Data pulled from a collection
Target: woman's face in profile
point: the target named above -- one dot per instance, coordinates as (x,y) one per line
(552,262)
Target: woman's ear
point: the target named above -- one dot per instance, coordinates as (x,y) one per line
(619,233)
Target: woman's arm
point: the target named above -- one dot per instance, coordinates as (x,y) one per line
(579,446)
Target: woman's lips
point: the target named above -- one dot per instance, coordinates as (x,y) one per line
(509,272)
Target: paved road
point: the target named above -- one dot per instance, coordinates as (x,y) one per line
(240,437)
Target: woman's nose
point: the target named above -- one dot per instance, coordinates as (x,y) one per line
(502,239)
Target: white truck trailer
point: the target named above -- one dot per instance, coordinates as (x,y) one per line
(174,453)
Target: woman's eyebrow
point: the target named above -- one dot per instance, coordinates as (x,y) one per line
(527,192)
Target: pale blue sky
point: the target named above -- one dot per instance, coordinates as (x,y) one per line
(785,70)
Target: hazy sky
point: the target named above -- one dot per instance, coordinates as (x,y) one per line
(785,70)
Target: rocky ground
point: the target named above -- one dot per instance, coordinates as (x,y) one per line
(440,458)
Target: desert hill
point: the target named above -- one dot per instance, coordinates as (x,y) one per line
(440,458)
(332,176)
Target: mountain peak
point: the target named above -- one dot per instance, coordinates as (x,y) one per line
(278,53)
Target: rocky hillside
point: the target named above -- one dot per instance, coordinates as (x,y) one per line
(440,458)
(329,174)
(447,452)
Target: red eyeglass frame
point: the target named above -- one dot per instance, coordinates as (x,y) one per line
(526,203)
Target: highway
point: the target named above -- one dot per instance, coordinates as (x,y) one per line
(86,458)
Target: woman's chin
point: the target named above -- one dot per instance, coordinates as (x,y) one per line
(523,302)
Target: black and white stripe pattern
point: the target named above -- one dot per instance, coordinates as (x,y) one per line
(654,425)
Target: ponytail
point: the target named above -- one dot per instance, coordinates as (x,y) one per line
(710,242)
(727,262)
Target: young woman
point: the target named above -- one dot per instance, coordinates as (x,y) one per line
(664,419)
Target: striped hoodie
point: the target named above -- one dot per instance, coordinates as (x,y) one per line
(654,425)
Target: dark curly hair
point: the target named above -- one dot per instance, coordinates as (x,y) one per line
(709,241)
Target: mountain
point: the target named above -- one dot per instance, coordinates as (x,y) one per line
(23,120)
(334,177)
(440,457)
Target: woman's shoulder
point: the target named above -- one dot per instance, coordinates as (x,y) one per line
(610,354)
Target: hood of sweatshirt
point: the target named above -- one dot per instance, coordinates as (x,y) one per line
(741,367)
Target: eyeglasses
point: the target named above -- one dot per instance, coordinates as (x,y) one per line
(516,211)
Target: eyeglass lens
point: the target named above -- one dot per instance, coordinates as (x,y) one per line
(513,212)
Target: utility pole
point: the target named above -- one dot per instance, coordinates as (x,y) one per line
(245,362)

▶ [TASK BRIEF]:
Retype every line of the listing above verbatim.

▶ [RIGHT ANSWER]:
Target: woman's face in profile
point: the target named above -- one dot per instance, coordinates as (x,y) one per line
(552,262)
Target: woman's ear
point: the target named above -- one dot per instance, coordinates as (x,y) one per line
(619,233)
Target: woman's arm
point: the target named above -- one dot per instance, coordinates as (x,y) one per line
(579,446)
Target: woman's lips
point: the target named above -- one dot per instance, coordinates as (x,y) one per line
(509,272)
Target: paved road
point: the target named above -- one dot per instance, coordinates as (x,y) one per line
(240,437)
Target: woman's nose
point: the target named above -- one dot per instance, coordinates as (x,y) one per line
(502,239)
Target: white truck trailer
point: the target named above -- one dot per instance, coordinates as (x,y) one per line
(174,453)
Target: woman's eyebrow
point: the target named above -- one dot per instance, coordinates as (x,y) one per line
(527,192)
Target: pale blue sky
point: the target named above -- one dot per instance, coordinates as (x,y) one per line
(785,70)
Target: hazy sky
point: the target named above -- one dot per instance, coordinates as (x,y) one per line
(785,70)
Target: rocky ground
point: the target named above -- one dot per instance, coordinates as (x,y) one per line
(440,458)
Target: desert hill
point: the target named above -- one dot per instance, coordinates as (x,y) one per line
(440,458)
(332,176)
Target: mountain peak
point: the target named above -- one dot per instance, coordinates as (x,y) one per line
(278,53)
Target: rocky hillside
point: the target named above -- one dot per instance, coordinates as (x,y) one per line
(440,458)
(329,174)
(447,452)
Target: red eyeglass frame
point: the target named above -- one dot per instance, coordinates as (x,y) one per line
(526,203)
Target: highway
point: the target named above -- one dot per instance, coordinates as (x,y) one per line
(86,458)
Target: woman's chin
point: the target named above -- one dot per instance, coordinates as (x,y) one per line
(523,302)
Target: black and white stripe pattern
point: the target named above -- one dot per instance, coordinates as (x,y) one per line
(654,425)
Target: ponytail
point: the target named above -- one dot per instance, coordinates as (x,y) one per line
(710,242)
(727,262)
Target: young woman
point: the target named above -- one dot per instance, coordinates as (x,y) one per line
(664,419)
Target: striped hoodie
point: the target named above -- one dot per instance, coordinates as (x,y) one per line
(654,425)
Target: dark curly hair
point: the target named above -- one dot per instance, coordinates as (x,y) one per line
(709,241)
Target: mountain
point: the target named above -- one dot per instance, coordinates as (x,y) one per line
(23,120)
(334,177)
(440,457)
Target: woman's shoulder
point: the target named above -- one dot per instance, coordinates as (x,y) one per line
(610,354)
Target: hood of sweatshirt
point: the target named above -- one dot per instance, coordinates as (x,y) one per line
(741,367)
Target: eyeglasses
point: the target named above -- one dot per instance, coordinates as (x,y) one per line
(516,211)
Target: eyeglass lens
point: the target named above -- one dot per instance, coordinates as (x,y) one per line
(513,212)
Target: utility pole
point: the target named above -- one dot per instance, coordinates as (x,y) one per line
(245,362)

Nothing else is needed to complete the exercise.